• Görevler:
(A) Ali Babacan'ın açıklamalarını aktaran metne göre şu soruları yanıtlayın.
(i) Ali Babacan metinde hangi görevleriyle anılıyor?
(ii) Babacan'a göre annelerin ağladığı, gözyaşı döktüğü, evlat acısı çektiği bir ülkede neler mümkün olamaz?
(iii) Babacan, hükümet olarak bölgede neyi nasıl tesis etmek istediklerini söyledi?
(B) Ali Babacan'ın açıklamalarını aktaran haberi, son cümlesinden sonra gelecek şekilde sürdürün.

• Metin bölümü:
———
Devlet Bakanı ve Başbakan Yardımcısı Ali Babacan, annelerin ağladığı bir ülkede topyekun bir refah artışı ve bir kalkınmanın olamayacağını belirterek, “Bunu görmek zorundayız” dedi “Önümüze eşsiz bir fırsat çıktı” diyen Bakan Babacan, hükümet olarak kendilerinin bölgede istikrar ve güven zeminini sağlam şekilde tesis etmek istediklerini söyledi

Devlet Bakanı ve Başbakan Yardımcısı Ali Babacan, annelerin ağladığı, gözyaşı döktüğü, evlat acısı çektiği bir ülkede topyekun bir refah artışının ve bir kalkınma ve ilerlemenin mümkün olamayacağını belirterek, “Bunu çok iyi görmek, bunu çok iyi anlamak ve değerlendirmek zorundayız” dedi.
———
• Veri kesiti:
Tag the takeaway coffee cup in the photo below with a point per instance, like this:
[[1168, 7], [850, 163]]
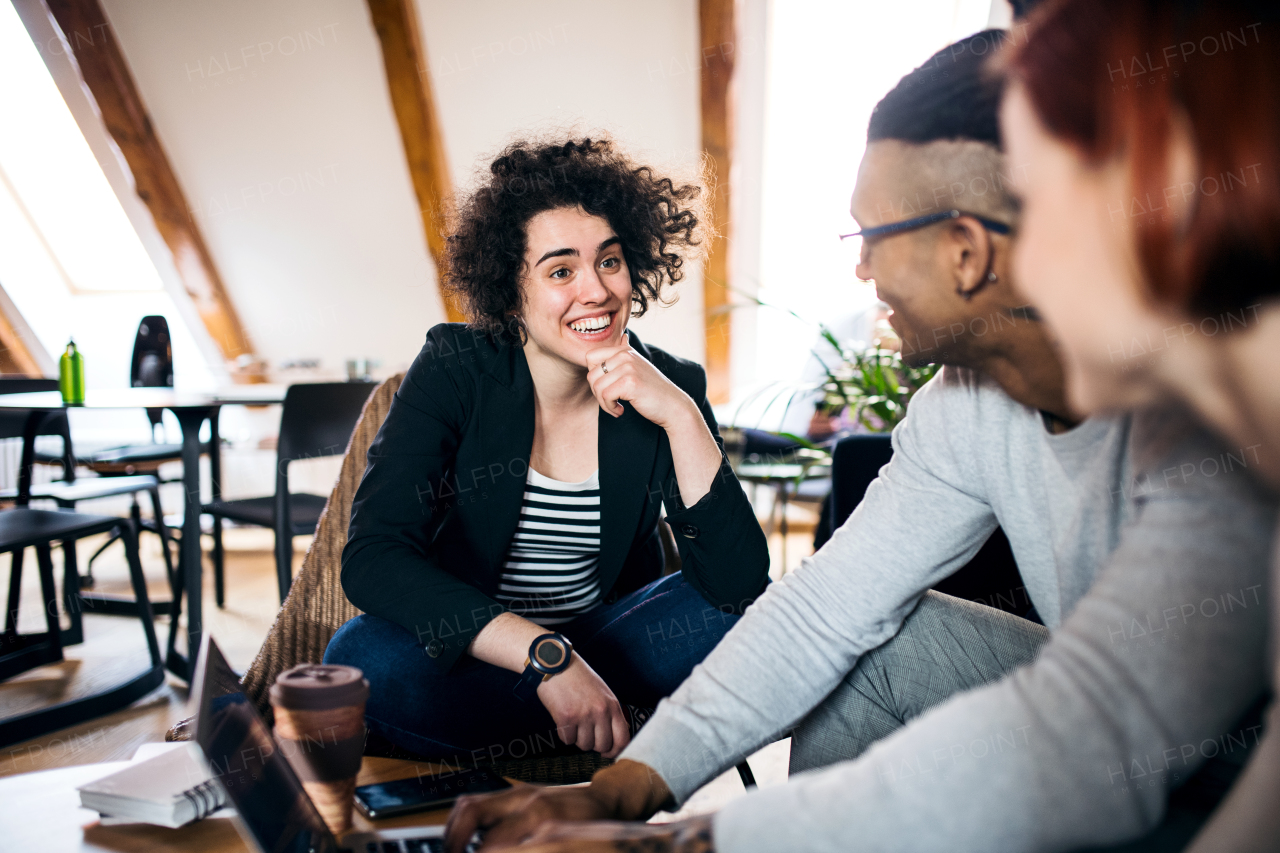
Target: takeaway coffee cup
[[320, 728]]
———
• Yanıtlar:
(A)
(i) Devlet Bakanı ve Başbakan Yardımcısı.
(ii) Topyekun bir refah artışı ile bir kalkınma ve ilerleme.
(iii) İstikrar ve güven zeminini sağlam şekilde tesis etmek istediklerini söyledi.

(B)
TÜM DÜNYA ARTIK BİZİ KONUŞUYOR

Babacan, Şanlıurfa'da düzenlenen Ekonomi Koordinasyon Kurulu (EKK) toplantısının açılışında yaptığı konuşmada, 7 yıllık iktidarları sürecinde Türkiye'nin her alanda tarihi düzeyde başarıların altına imza attığını, milleti sevindiren, gururlandıran, Türkiye'yi çok farklı bir lige, çok farklı bir klasmana taşıyan bir süreçten geçildiğini söyledi. Bugün dünyanın her köşesinde Türkiye'nin konuşulduğunu, Türkiye'nin önemi, stratejik konumu ve başarılarından söz edildiğini belirten Babacan, küresel meselelerde olduğu kadar bölgesel meselelerde de Türkiye'nin ağırlığı ve artan rolünün her geçen gün biraz daha fazla hissedildiğini, yıllardır süregelen kronik meselelerde artık arabuluculuğunun arandığını vurguladı. Babacan, demokratikleşme yönünde atılan adımların, temel hak ve özgürlükler noktasındaki düzenlemelerin Türkiye'nin ufkunu açtığını vurguladı.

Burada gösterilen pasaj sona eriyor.